-- Start Records provided --

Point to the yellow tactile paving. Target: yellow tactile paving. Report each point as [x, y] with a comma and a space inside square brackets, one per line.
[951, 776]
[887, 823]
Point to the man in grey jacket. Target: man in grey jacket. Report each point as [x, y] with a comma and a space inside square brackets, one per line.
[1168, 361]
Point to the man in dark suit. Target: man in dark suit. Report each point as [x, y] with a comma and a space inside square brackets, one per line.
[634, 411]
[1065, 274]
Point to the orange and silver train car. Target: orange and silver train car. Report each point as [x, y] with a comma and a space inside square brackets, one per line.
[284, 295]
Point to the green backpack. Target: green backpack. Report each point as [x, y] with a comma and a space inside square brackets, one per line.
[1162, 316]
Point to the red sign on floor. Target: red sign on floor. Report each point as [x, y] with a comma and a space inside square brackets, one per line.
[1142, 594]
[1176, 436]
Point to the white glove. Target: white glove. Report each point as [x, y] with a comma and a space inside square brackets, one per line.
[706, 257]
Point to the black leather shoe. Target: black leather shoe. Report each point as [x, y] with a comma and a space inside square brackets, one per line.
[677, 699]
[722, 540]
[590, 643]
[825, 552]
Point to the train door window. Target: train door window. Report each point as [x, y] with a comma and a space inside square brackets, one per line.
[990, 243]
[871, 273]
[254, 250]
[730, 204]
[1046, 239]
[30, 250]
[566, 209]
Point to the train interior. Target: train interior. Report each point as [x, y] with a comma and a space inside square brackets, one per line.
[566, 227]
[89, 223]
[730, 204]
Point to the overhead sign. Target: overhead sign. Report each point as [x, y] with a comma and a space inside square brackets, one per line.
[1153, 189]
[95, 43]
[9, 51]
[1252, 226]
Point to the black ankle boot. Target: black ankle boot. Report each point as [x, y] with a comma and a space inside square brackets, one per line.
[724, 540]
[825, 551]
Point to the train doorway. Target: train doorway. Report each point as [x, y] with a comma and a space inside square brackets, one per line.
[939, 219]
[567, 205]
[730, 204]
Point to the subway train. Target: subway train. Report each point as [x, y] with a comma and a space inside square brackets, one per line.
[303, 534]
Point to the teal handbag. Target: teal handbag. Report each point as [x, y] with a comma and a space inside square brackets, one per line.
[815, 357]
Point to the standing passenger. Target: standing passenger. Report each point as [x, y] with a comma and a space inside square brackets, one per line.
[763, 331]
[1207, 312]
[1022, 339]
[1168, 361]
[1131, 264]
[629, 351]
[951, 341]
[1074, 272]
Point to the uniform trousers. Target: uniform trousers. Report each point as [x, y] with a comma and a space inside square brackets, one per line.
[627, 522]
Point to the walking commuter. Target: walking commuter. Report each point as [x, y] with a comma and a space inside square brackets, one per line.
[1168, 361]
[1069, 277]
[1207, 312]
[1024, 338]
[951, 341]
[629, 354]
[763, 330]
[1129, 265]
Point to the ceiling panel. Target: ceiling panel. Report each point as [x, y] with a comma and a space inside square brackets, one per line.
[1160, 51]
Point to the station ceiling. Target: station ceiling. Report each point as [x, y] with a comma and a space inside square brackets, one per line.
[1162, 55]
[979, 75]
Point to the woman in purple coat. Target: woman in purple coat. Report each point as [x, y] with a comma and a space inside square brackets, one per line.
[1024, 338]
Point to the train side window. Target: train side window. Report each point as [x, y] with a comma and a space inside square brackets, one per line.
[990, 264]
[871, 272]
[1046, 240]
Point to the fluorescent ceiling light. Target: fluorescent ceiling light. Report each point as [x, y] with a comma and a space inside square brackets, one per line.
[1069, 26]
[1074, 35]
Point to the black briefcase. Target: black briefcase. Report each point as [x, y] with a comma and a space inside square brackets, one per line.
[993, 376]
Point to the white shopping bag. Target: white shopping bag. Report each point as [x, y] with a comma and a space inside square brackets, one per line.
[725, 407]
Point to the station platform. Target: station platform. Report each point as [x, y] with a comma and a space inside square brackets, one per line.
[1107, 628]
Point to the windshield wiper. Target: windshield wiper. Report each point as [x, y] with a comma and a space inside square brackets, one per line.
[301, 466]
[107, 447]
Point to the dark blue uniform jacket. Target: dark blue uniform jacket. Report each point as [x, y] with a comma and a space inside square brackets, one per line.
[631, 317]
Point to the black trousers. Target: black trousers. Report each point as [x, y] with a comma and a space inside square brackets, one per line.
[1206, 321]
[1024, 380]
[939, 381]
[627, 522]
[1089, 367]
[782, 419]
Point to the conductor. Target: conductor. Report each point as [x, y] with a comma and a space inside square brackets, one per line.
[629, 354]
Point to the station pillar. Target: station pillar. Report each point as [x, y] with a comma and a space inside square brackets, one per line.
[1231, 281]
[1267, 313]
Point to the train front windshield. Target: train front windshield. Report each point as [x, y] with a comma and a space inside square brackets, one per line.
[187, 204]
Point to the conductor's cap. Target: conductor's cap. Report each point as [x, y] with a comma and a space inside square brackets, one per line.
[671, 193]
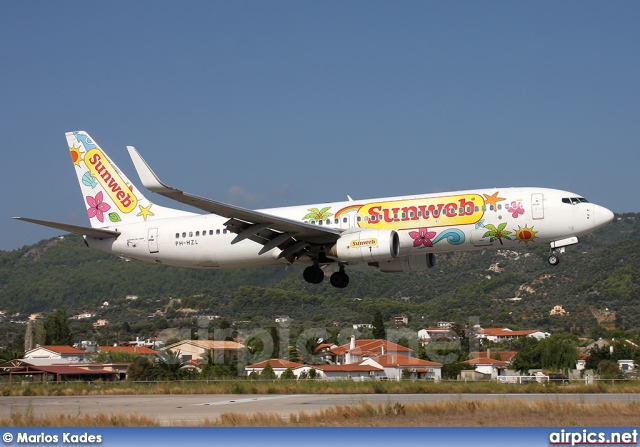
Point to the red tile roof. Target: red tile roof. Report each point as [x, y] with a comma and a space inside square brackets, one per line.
[504, 332]
[506, 356]
[346, 368]
[142, 350]
[275, 364]
[486, 361]
[400, 360]
[60, 349]
[370, 347]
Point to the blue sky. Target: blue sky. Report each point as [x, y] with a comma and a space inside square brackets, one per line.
[290, 102]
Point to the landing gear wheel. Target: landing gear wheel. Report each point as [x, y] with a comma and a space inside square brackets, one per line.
[554, 260]
[313, 274]
[339, 280]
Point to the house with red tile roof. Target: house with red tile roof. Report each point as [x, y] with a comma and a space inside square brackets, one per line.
[506, 356]
[279, 366]
[497, 335]
[394, 365]
[192, 350]
[66, 353]
[352, 371]
[139, 350]
[488, 367]
[358, 350]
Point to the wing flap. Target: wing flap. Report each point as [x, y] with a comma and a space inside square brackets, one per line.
[277, 224]
[98, 233]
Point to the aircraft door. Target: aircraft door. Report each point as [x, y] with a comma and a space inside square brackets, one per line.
[537, 206]
[152, 238]
[346, 220]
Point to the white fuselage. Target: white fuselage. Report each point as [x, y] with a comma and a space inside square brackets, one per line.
[429, 223]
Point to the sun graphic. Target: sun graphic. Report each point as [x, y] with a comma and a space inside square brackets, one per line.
[76, 155]
[525, 234]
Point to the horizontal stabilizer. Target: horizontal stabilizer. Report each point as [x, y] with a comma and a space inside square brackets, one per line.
[98, 233]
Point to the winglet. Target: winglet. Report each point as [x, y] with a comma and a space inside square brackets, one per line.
[149, 179]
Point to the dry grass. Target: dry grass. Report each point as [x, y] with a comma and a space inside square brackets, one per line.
[309, 387]
[441, 414]
[448, 414]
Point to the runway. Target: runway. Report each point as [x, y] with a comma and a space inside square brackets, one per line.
[176, 410]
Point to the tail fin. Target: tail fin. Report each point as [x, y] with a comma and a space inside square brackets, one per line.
[110, 198]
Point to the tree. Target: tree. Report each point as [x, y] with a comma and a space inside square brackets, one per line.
[528, 357]
[57, 331]
[169, 365]
[140, 369]
[268, 372]
[608, 369]
[558, 353]
[379, 331]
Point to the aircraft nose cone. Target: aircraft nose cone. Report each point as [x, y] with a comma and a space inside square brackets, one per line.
[601, 216]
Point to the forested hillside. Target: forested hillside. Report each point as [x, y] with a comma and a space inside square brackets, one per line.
[596, 282]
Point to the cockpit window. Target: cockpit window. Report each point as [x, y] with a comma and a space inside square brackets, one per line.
[574, 200]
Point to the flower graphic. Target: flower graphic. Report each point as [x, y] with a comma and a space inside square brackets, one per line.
[516, 209]
[422, 237]
[97, 207]
[497, 233]
[317, 214]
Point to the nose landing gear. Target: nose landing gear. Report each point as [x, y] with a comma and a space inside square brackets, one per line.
[315, 275]
[339, 279]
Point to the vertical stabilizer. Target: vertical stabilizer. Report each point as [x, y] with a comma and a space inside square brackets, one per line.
[109, 197]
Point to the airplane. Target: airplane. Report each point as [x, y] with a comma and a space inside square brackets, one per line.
[392, 234]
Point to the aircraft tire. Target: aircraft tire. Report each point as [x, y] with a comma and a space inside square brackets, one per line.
[313, 275]
[339, 280]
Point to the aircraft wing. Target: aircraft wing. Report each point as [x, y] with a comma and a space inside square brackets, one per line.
[293, 237]
[98, 233]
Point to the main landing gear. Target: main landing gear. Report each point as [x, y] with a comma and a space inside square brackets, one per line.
[315, 275]
[554, 259]
[558, 247]
[339, 279]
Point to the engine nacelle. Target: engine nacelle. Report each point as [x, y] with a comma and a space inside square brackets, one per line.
[412, 263]
[366, 246]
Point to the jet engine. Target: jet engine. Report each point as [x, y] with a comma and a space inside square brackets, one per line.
[412, 263]
[366, 246]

-- End Records provided --

Retype the lines of data starting at the one containing "Point to the subway" and ending at the one containing "[1074, 272]", both included, with no changes.

» Written solution
Point to the subway train. Target: subway train. Report each point as [x, y] with a comma and a space inside square brackets, one per line.
[303, 534]
Point to the teal handbag. Target: teal handbag. Report each point as [x, y] with a comma and a space inside square brackets, one per line.
[815, 357]
Point to the standing passenger. Target: standing passenger. Report each point as [x, y] with a comma and a space inside square brackets, one per line.
[763, 331]
[1207, 312]
[1022, 339]
[1168, 361]
[1131, 264]
[629, 351]
[951, 341]
[1074, 272]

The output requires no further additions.